(SOURCE EXTRACT)
— start —

The Committee comprises eight members and has so far received and
considered over eighty submissions, and has conducted public hearings in
Adelaide and Canberra. Eleven key questions related to Australian
involvement in space were considered. A copy of the report can be
obtained from the
- Jun 11 - NASA LAUNCHES GAMMA RAY TELESCOPE
- The Gamma-ray Large Area Space Telescope (GLAST) was launched into low Earth
orbit (565 km altitude, 25.5 deg inclination) by a Delta II rocket with
9 strap-on boosters from Cape Canaverval. This spacecraft is one of
NASA's Great Observatory telescopes (in the same lineage as the Hubble
Telescope) with a cost of just under $US700 million. It will study
high energy processes in the Universe. These include gamma-ray bursts,
supernovae and potential black hole candidates. NASA renamed GLAST
the Fermi Space Telescope in August.
More details can be found at GLAST.
- May 31 - SPACE SHUTTLE STS-124 CARRIES KIBO-2 TO ISS
- The Space Shuttle Discovery launched from the NASA Kennedy
Space Center in Florida at 21:02 UT heading for the
International Space Station (ISS). It is carrying the second section
of the Japan Aerospace Exploration Agency's (JAXA) Kibo laboratory.
This is the Japanese Pressurised Module (JPM), and it
will be attached to the first section which was connected
to the ISS by mission STS-23.
There are seven astronauts aboard Discovery, and they
will work with 3 ISS astronauts to install the JPM and also
the Kibo robotic arm system. The JPM will be the largest module
on the space station.
For more details see
NASA Space Shuttle.
- May 25 - PHOENIX SPACECRAFT LANDS ON MARS
- The NASA Phoenix Mars Mission started beaming high quality
images back to Earth within hours of a successful landing at
around 2353 UT. This mission is the first in NASA's Scout Program,
and was designed to study the history of water and habitability
potential in the Martian artic. The Lunar and Planetary Laboratory
of the University of Arizona is the principal investigator in the
mission - the first public university to lead a mission to Mars. Phoenix
landed in the Vastitas Borealis, a plains area within the artic circle.
For more details see
Phoenix Mission at LPL.
- May 23 - COMMEMORATIVE RUSSIAN MICROSAT LAUNCHED
- "Yubileiny" (Jubilee) was launched by a Rokot rocket from Plesetsk. It commemorates the 1957 launch of Sputnik 1 and broadcasts telemetry, audio and
video in the 2m and 70cm amateur radio bands. Initial orbital period was 115.8
min with an apogee of 1,510 km, perigee at 1,480 km, and an inclination of 82.5°.
A telemetry beacon transmits on 435.315 MHz. The satellite is also known as
RS - 30 (Radio Sputnik). A pdf article on the satellite can be downloaded from
NPOPM web site. For operational details check with
- May 10 - PHYSICIST PAUL WILD DIES
- Dr J. Paul Wild was an inspirational scientist and
engineer. In space science his crowning achievement was to
lead a team to develop and deploy the large solar radioheliograph
at Culgoora near Narrabri. His studies of solar coronal
phenomena led to a classification of solar radio emissions that
are still in use today.

— end —

(GIVEN INFORMATION)
— start —

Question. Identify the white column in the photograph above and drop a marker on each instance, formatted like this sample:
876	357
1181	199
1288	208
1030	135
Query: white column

— end —
— start —

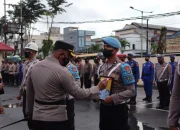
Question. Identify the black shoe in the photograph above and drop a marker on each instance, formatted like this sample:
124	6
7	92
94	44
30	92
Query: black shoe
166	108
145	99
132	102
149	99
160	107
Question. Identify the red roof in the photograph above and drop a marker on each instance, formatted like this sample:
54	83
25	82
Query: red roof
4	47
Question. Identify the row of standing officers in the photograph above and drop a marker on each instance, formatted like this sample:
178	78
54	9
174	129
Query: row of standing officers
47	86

— end —
— start —

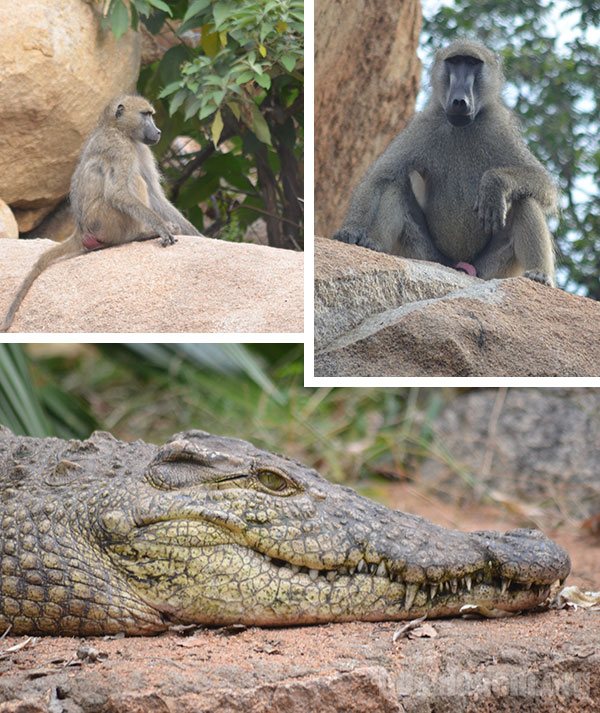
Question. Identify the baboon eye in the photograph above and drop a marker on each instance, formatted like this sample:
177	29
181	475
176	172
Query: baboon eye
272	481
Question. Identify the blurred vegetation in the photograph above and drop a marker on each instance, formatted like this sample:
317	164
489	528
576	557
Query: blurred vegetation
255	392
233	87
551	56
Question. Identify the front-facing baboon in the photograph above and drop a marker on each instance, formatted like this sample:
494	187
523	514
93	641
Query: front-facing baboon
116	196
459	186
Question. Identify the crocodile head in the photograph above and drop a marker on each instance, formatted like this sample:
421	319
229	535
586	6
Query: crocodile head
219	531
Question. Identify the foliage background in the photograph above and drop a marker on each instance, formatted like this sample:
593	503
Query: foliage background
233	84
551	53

— end —

(PARTS OF THE EXERCISE)
A – Render this sentence from the space news log into Spanish: "The JPM will be the largest module on the space station."
B – Print everything in the space news log from "There are seven" down to "NASA Space Shuttle.", word for word.

(IN RESPONSE)
A – El JPM será el módulo más grande de la estación espacial.

B –
There are seven astronauts aboard Discovery, and they
will work with 3 ISS astronauts to install the JPM and also
the Kibo robotic arm system. The JPM will be the largest module
on the space station.
For more details see
NASA Space Shuttle.